**Work to complete**: Return the entries in their entirety, precisely as given.

(Listed entries begins)

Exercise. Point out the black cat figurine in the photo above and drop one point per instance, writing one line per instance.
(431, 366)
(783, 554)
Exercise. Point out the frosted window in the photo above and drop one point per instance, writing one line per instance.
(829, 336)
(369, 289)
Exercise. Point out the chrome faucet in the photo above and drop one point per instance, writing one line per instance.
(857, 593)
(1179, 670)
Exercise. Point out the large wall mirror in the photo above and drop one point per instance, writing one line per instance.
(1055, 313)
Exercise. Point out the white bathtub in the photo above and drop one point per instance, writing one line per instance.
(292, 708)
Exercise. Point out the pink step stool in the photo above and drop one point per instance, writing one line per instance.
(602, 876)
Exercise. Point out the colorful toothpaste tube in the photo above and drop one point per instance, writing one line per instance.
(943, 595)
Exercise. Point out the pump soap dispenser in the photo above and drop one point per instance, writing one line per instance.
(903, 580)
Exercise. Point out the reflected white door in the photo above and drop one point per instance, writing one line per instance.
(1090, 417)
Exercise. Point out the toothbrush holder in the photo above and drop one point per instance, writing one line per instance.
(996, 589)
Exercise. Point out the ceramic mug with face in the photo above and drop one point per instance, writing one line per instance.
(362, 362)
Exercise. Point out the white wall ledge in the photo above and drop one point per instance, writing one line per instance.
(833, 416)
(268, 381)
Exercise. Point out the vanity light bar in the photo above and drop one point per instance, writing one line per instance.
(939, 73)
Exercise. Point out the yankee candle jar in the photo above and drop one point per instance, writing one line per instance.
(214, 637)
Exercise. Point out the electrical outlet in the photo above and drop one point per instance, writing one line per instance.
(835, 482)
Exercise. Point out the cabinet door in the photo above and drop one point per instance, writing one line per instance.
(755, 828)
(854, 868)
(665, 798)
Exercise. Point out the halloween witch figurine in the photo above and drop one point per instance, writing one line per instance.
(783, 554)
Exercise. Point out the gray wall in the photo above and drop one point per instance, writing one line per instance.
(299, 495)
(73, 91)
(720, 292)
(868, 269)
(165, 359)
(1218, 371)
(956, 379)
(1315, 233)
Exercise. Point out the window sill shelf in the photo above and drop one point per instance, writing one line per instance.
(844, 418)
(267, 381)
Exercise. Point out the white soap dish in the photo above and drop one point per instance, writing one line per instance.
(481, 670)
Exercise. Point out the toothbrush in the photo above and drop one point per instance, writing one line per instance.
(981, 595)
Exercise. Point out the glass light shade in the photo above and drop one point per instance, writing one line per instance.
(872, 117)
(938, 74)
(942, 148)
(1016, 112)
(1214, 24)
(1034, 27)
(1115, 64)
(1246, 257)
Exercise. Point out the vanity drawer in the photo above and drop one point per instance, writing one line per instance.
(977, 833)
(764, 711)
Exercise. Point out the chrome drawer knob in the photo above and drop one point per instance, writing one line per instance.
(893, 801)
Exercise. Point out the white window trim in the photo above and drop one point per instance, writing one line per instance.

(Listed entries ends)

**Exercise result**:
Exercise. Point out the black cat figurine in the photo above and drop one point per instance, writing one line per instance.
(431, 366)
(783, 554)
Exercise. Point out the frosted window in the photo above and drop one point per instance, writing one line per instance.
(829, 336)
(369, 289)
Exercise. Point out the chrome faucet in the photo above and drop one point per instance, writing one line per instance.
(857, 593)
(1179, 670)
Exercise. Point out the large wall mirror in the photo above and drop one point per instance, writing one line per instance.
(1055, 313)
Exercise. Point out the white bathtub in the photo above and drop one point per instance, writing one line per instance.
(292, 708)
Exercise. Point out the pink step stool in the photo above and drop one point per instance, writing one line per instance.
(602, 876)
Exercise. Point out the colorful toothpaste tube in the photo above and drop one point per instance, writing one line per instance.
(943, 595)
Exercise. Point out the pump soap dispenser in the photo above and drop one point per instance, writing one line per instance.
(903, 580)
Exercise. Point out the reflected white door in the photo above and drop one point per instance, writing one line per instance.
(1090, 417)
Exercise. Point out the toothbrush holder in the photo above and drop one point per instance, writing one line per instance.
(996, 589)
Exercise. Point out the ceramic mug with face in the photo above and drop one point per instance, writing one line per instance.
(362, 362)
Exercise. Point out the white wall ledge in the photo above and drop one point per instance, writing one line per instance.
(833, 416)
(268, 381)
Exercise. Point out the vanity light bar in the photo above and drop one point per instance, writing one line per instance.
(939, 73)
Exercise. Point out the yankee candle jar in the photo above and drop one point per instance, writing one line per instance.
(214, 637)
Exercise. Point out the electrical outlet in the photo above and drop one point per instance, writing one line per instance.
(835, 482)
Exercise. Point out the cabinet door in the photo above and drop one point per instance, writing one line per instance.
(755, 828)
(854, 868)
(665, 798)
Exercise. Point out the halloween witch figurine in the photo above and drop one point per instance, writing one line per instance.
(783, 554)
Exercise. Point out the gray wall in the photo above and drop one point per instance, writing one line per instance.
(299, 495)
(73, 91)
(720, 292)
(868, 269)
(165, 359)
(1218, 371)
(956, 379)
(1315, 233)
Exercise. Point out the window sill shelf in the photo above and drop one point per instance, writing one line per instance.
(844, 418)
(267, 381)
Exercise. Point out the white soap dish in the photo above and drop one point per instance, writing one line per instance.
(481, 670)
Exercise. Point out the toothbrush in the photo above and drop one point per instance, writing one line per instance.
(981, 595)
Exercise. Point out the glass light shade in the photo above and drop one point per instance, writing one line per instance.
(872, 117)
(938, 74)
(942, 148)
(1016, 112)
(1214, 24)
(1034, 27)
(1115, 64)
(1246, 257)
Exercise. Point out the vanity drawer in the photo above and drop one point per instance, writing one line per instance.
(977, 833)
(764, 711)
Exercise. Point out the chrome drawer knob in the photo above and drop one point per instance, writing one line per instance.
(893, 801)
Exercise. Point out the white window trim in the photo above and drop one point per instance, writing one line per instance.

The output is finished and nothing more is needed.